Exercise requirements:
Some of the lines below need repeating. Reproduce exactly those between the lines holding "Q: Locate the weathered" and "Q: Locate the exposed", inclusive.

Stored entries
##########

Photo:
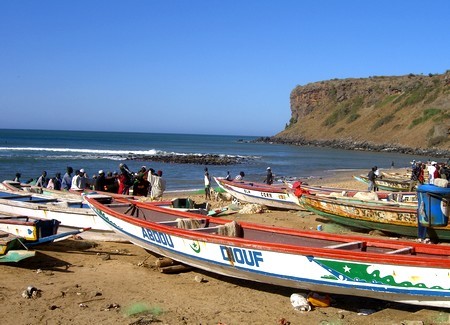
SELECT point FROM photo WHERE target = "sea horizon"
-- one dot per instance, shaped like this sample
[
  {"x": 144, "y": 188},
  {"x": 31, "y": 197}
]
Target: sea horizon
[{"x": 29, "y": 152}]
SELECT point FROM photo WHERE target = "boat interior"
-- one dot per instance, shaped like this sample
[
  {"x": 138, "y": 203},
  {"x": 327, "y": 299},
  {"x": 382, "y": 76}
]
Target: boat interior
[{"x": 274, "y": 236}]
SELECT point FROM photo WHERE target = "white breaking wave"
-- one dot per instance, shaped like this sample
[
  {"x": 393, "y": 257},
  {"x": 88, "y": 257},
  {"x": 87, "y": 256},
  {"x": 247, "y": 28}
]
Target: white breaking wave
[
  {"x": 106, "y": 154},
  {"x": 88, "y": 151}
]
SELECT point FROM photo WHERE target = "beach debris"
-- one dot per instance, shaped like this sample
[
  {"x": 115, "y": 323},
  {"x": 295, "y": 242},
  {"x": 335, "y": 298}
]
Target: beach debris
[
  {"x": 105, "y": 257},
  {"x": 142, "y": 308},
  {"x": 252, "y": 209},
  {"x": 112, "y": 306},
  {"x": 283, "y": 321},
  {"x": 200, "y": 279},
  {"x": 167, "y": 265},
  {"x": 300, "y": 302},
  {"x": 31, "y": 292},
  {"x": 365, "y": 312},
  {"x": 319, "y": 300},
  {"x": 175, "y": 269}
]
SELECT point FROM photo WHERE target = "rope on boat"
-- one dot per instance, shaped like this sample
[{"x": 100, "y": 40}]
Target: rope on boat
[
  {"x": 186, "y": 223},
  {"x": 230, "y": 229}
]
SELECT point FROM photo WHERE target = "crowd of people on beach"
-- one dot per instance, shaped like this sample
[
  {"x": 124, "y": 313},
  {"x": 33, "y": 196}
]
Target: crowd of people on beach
[
  {"x": 145, "y": 182},
  {"x": 421, "y": 173}
]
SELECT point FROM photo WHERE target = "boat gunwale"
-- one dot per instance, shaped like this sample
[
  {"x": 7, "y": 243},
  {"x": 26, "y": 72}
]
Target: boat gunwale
[{"x": 360, "y": 256}]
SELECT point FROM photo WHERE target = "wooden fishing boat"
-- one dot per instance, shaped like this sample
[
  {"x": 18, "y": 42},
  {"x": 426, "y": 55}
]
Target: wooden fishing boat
[
  {"x": 11, "y": 249},
  {"x": 345, "y": 193},
  {"x": 274, "y": 196},
  {"x": 401, "y": 271},
  {"x": 72, "y": 214},
  {"x": 28, "y": 228},
  {"x": 186, "y": 204},
  {"x": 394, "y": 218},
  {"x": 390, "y": 184}
]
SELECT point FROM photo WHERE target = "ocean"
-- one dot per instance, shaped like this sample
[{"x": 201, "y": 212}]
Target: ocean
[{"x": 32, "y": 151}]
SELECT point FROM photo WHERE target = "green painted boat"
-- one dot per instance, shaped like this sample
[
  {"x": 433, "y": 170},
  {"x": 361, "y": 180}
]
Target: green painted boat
[{"x": 391, "y": 218}]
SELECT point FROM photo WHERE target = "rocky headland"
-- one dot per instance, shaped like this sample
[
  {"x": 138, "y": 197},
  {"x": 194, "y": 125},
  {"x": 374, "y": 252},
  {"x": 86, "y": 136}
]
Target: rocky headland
[{"x": 408, "y": 114}]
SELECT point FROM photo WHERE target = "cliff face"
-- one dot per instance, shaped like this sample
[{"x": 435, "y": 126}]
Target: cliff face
[{"x": 407, "y": 111}]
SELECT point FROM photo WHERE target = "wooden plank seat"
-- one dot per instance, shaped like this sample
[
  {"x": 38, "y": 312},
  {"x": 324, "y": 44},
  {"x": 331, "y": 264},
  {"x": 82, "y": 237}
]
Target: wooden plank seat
[
  {"x": 15, "y": 196},
  {"x": 350, "y": 245},
  {"x": 43, "y": 200},
  {"x": 118, "y": 205},
  {"x": 207, "y": 229},
  {"x": 403, "y": 250}
]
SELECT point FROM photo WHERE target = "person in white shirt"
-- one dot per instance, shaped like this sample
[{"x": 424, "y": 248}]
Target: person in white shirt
[
  {"x": 431, "y": 169},
  {"x": 76, "y": 181}
]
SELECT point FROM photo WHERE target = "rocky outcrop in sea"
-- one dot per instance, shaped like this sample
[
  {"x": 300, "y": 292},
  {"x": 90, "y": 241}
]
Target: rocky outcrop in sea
[
  {"x": 207, "y": 159},
  {"x": 357, "y": 145}
]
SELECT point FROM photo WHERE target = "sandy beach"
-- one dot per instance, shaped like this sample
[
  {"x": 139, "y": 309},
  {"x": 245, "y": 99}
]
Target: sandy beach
[{"x": 83, "y": 282}]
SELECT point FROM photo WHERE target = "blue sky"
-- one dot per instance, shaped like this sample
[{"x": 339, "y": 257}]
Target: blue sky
[{"x": 201, "y": 67}]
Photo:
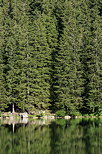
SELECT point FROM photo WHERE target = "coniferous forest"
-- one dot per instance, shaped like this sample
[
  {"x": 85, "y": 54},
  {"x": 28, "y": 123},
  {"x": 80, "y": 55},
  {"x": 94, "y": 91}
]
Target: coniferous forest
[{"x": 51, "y": 55}]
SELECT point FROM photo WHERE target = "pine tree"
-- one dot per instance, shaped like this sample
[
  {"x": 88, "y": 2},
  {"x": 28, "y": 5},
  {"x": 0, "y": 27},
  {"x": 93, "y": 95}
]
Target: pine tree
[
  {"x": 69, "y": 70},
  {"x": 91, "y": 53},
  {"x": 2, "y": 80}
]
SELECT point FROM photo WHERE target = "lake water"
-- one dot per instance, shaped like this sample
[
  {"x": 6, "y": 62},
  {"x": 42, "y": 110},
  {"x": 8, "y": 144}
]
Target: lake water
[{"x": 75, "y": 136}]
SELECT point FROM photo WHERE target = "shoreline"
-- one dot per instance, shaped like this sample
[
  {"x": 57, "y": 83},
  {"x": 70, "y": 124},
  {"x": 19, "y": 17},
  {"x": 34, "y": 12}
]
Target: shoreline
[{"x": 15, "y": 115}]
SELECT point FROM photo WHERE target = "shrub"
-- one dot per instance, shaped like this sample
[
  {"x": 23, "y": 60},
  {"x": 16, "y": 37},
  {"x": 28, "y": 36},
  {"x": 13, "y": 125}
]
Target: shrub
[{"x": 60, "y": 113}]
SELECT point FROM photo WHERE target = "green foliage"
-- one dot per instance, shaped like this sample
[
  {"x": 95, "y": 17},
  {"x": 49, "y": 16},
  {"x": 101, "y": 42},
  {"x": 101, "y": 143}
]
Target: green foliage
[
  {"x": 60, "y": 113},
  {"x": 51, "y": 55}
]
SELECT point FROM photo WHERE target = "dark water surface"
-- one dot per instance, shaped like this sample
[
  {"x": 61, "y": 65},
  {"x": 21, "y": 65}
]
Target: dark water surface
[{"x": 76, "y": 136}]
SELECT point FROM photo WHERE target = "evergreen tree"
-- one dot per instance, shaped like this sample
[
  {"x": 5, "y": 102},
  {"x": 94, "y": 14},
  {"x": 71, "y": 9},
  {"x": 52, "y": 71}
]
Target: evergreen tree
[
  {"x": 68, "y": 66},
  {"x": 91, "y": 56}
]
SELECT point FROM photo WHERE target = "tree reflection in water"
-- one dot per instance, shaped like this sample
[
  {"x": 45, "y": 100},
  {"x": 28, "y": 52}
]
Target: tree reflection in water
[{"x": 82, "y": 136}]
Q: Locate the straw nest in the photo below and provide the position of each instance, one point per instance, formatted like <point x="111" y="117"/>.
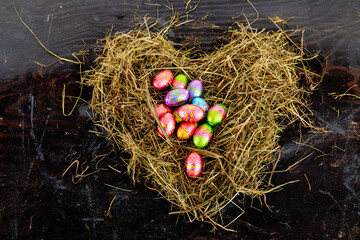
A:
<point x="256" y="74"/>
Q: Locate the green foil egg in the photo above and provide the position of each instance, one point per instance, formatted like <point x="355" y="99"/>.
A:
<point x="216" y="114"/>
<point x="202" y="135"/>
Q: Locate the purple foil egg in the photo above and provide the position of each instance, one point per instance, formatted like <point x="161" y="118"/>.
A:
<point x="176" y="97"/>
<point x="195" y="88"/>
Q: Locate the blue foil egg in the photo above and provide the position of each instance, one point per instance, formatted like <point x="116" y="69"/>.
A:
<point x="198" y="101"/>
<point x="176" y="97"/>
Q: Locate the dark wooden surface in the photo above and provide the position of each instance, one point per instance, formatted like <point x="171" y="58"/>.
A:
<point x="38" y="143"/>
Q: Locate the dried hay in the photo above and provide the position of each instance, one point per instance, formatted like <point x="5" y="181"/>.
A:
<point x="256" y="74"/>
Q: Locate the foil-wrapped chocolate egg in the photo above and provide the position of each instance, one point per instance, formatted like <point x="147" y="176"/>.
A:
<point x="176" y="97"/>
<point x="176" y="115"/>
<point x="202" y="135"/>
<point x="198" y="101"/>
<point x="160" y="110"/>
<point x="163" y="79"/>
<point x="168" y="123"/>
<point x="180" y="81"/>
<point x="195" y="88"/>
<point x="191" y="113"/>
<point x="186" y="130"/>
<point x="216" y="114"/>
<point x="193" y="165"/>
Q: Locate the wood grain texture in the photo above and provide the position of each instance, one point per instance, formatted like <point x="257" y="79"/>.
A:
<point x="37" y="143"/>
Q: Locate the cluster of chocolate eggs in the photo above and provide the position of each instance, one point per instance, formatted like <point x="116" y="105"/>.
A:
<point x="183" y="106"/>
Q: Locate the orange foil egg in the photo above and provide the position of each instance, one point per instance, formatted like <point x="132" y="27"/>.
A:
<point x="163" y="79"/>
<point x="186" y="130"/>
<point x="168" y="123"/>
<point x="191" y="113"/>
<point x="161" y="109"/>
<point x="193" y="165"/>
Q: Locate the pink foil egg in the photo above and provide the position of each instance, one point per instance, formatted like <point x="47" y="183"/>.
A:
<point x="168" y="123"/>
<point x="177" y="118"/>
<point x="161" y="109"/>
<point x="163" y="79"/>
<point x="191" y="113"/>
<point x="193" y="165"/>
<point x="186" y="130"/>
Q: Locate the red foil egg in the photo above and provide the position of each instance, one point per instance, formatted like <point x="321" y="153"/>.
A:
<point x="161" y="109"/>
<point x="177" y="118"/>
<point x="186" y="130"/>
<point x="163" y="79"/>
<point x="193" y="165"/>
<point x="168" y="123"/>
<point x="191" y="113"/>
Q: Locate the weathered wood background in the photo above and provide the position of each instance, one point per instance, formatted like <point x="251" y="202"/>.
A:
<point x="38" y="143"/>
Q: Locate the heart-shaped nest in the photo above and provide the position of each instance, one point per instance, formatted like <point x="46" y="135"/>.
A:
<point x="256" y="75"/>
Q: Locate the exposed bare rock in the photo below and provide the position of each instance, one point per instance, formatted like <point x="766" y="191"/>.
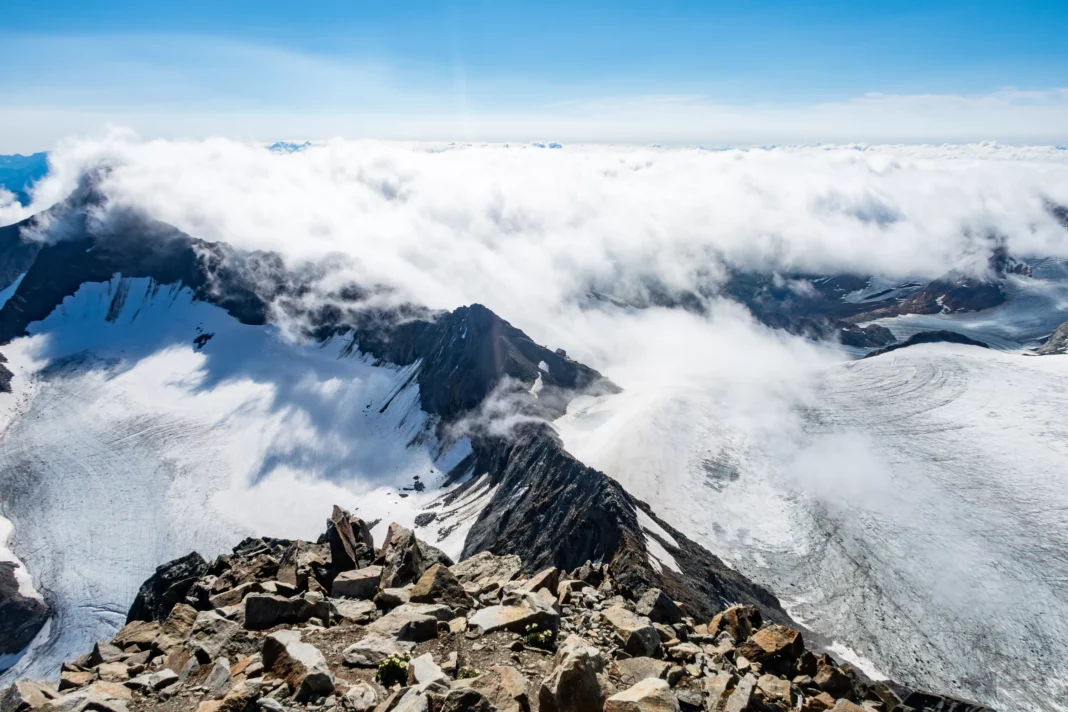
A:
<point x="167" y="587"/>
<point x="358" y="583"/>
<point x="649" y="695"/>
<point x="440" y="585"/>
<point x="504" y="686"/>
<point x="637" y="632"/>
<point x="658" y="607"/>
<point x="575" y="684"/>
<point x="299" y="664"/>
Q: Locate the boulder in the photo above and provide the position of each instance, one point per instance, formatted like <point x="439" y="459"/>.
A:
<point x="162" y="679"/>
<point x="105" y="652"/>
<point x="263" y="611"/>
<point x="75" y="679"/>
<point x="357" y="583"/>
<point x="776" y="690"/>
<point x="514" y="618"/>
<point x="410" y="699"/>
<point x="742" y="695"/>
<point x="575" y="684"/>
<point x="718" y="689"/>
<point x="833" y="681"/>
<point x="26" y="695"/>
<point x="649" y="695"/>
<point x="659" y="607"/>
<point x="299" y="664"/>
<point x="466" y="700"/>
<point x="360" y="697"/>
<point x="401" y="558"/>
<point x="637" y="632"/>
<point x="505" y="687"/>
<point x="137" y="632"/>
<point x="424" y="670"/>
<point x="391" y="598"/>
<point x="349" y="539"/>
<point x="738" y="620"/>
<point x="178" y="623"/>
<point x="167" y="587"/>
<point x="234" y="596"/>
<point x="846" y="706"/>
<point x="210" y="633"/>
<point x="372" y="650"/>
<point x="632" y="670"/>
<point x="440" y="585"/>
<point x="402" y="625"/>
<point x="354" y="612"/>
<point x="113" y="671"/>
<point x="299" y="564"/>
<point x="774" y="647"/>
<point x="240" y="696"/>
<point x="485" y="571"/>
<point x="548" y="579"/>
<point x="218" y="680"/>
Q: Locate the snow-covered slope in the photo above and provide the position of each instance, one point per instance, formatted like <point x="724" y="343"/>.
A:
<point x="917" y="510"/>
<point x="126" y="443"/>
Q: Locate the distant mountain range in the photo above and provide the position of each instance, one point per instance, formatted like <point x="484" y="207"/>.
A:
<point x="18" y="173"/>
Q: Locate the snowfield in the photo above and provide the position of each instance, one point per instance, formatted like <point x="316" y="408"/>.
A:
<point x="124" y="445"/>
<point x="914" y="508"/>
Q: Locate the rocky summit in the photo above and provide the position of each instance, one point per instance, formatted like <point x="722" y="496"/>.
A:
<point x="340" y="625"/>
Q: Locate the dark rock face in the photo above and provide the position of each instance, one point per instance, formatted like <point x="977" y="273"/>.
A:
<point x="925" y="701"/>
<point x="1057" y="343"/>
<point x="946" y="295"/>
<point x="167" y="587"/>
<point x="21" y="618"/>
<point x="940" y="336"/>
<point x="5" y="376"/>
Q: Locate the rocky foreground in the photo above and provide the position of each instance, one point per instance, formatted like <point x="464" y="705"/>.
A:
<point x="286" y="625"/>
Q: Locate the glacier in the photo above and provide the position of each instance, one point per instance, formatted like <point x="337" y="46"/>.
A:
<point x="144" y="424"/>
<point x="912" y="507"/>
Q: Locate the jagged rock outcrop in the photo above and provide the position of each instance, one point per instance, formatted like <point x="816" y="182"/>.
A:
<point x="940" y="336"/>
<point x="434" y="655"/>
<point x="1057" y="343"/>
<point x="21" y="617"/>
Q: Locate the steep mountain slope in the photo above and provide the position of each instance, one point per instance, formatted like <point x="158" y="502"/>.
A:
<point x="155" y="410"/>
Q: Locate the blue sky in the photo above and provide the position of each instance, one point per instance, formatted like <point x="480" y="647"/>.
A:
<point x="701" y="72"/>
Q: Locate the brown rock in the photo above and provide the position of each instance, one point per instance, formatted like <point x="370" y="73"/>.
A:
<point x="575" y="684"/>
<point x="26" y="695"/>
<point x="357" y="583"/>
<point x="846" y="706"/>
<point x="137" y="632"/>
<point x="349" y="539"/>
<point x="505" y="687"/>
<point x="833" y="681"/>
<point x="235" y="596"/>
<point x="637" y="632"/>
<point x="299" y="664"/>
<point x="440" y="585"/>
<point x="632" y="670"/>
<point x="179" y="622"/>
<point x="548" y="579"/>
<point x="659" y="607"/>
<point x="71" y="680"/>
<point x="649" y="695"/>
<point x="739" y="620"/>
<point x="776" y="690"/>
<point x="773" y="647"/>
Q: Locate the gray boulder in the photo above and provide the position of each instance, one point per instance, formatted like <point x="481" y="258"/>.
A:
<point x="358" y="583"/>
<point x="575" y="684"/>
<point x="300" y="665"/>
<point x="263" y="611"/>
<point x="637" y="632"/>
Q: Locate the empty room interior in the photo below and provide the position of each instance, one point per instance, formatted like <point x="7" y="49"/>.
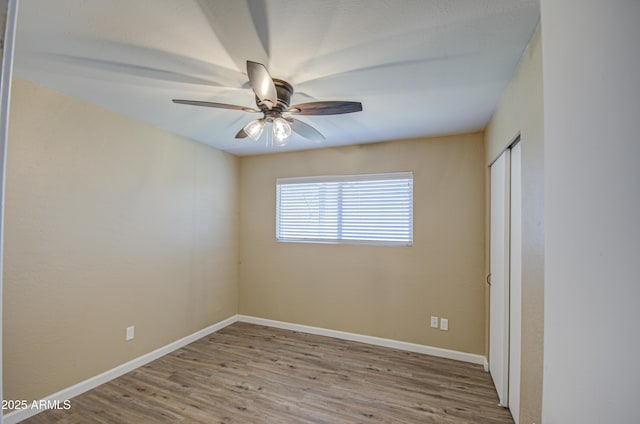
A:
<point x="357" y="211"/>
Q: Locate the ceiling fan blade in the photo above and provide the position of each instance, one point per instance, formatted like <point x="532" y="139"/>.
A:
<point x="213" y="104"/>
<point x="325" y="108"/>
<point x="262" y="84"/>
<point x="305" y="130"/>
<point x="242" y="134"/>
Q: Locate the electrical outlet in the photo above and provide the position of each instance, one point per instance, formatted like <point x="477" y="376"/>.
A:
<point x="444" y="324"/>
<point x="434" y="322"/>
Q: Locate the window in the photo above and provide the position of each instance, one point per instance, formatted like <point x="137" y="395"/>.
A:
<point x="374" y="209"/>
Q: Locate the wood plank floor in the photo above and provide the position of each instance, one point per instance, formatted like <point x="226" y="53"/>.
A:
<point x="246" y="373"/>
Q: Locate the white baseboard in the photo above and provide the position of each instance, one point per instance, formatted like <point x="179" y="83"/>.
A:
<point x="378" y="341"/>
<point x="93" y="382"/>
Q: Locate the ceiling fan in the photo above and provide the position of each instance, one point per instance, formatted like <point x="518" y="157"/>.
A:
<point x="272" y="98"/>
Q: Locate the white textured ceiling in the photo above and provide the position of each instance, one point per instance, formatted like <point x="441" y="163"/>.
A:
<point x="419" y="67"/>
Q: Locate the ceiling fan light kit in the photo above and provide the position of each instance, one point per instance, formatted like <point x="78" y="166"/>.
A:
<point x="272" y="98"/>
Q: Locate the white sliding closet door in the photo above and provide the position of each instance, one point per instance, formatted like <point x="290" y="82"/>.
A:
<point x="499" y="290"/>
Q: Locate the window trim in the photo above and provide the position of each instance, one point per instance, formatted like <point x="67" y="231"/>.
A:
<point x="378" y="176"/>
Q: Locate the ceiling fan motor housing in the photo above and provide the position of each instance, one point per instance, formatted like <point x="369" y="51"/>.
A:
<point x="284" y="90"/>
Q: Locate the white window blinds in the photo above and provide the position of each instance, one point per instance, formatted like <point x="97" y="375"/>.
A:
<point x="351" y="209"/>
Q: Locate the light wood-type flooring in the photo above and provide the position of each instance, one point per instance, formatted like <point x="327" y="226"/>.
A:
<point x="247" y="373"/>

##########

Expected answer:
Q: Locate the weathered wood background in the photo above and provide the position of each instance, one point per instance, formatted like <point x="251" y="202"/>.
A:
<point x="38" y="143"/>
Q: Locate the heart-shaped nest in the photo above and provide the position of each instance, one point per instance, formatted like <point x="46" y="135"/>.
A:
<point x="256" y="75"/>
Q: Locate the exposed bare rock in the photo below and provide the position of each instance, one point per instance, formatted like <point x="766" y="191"/>.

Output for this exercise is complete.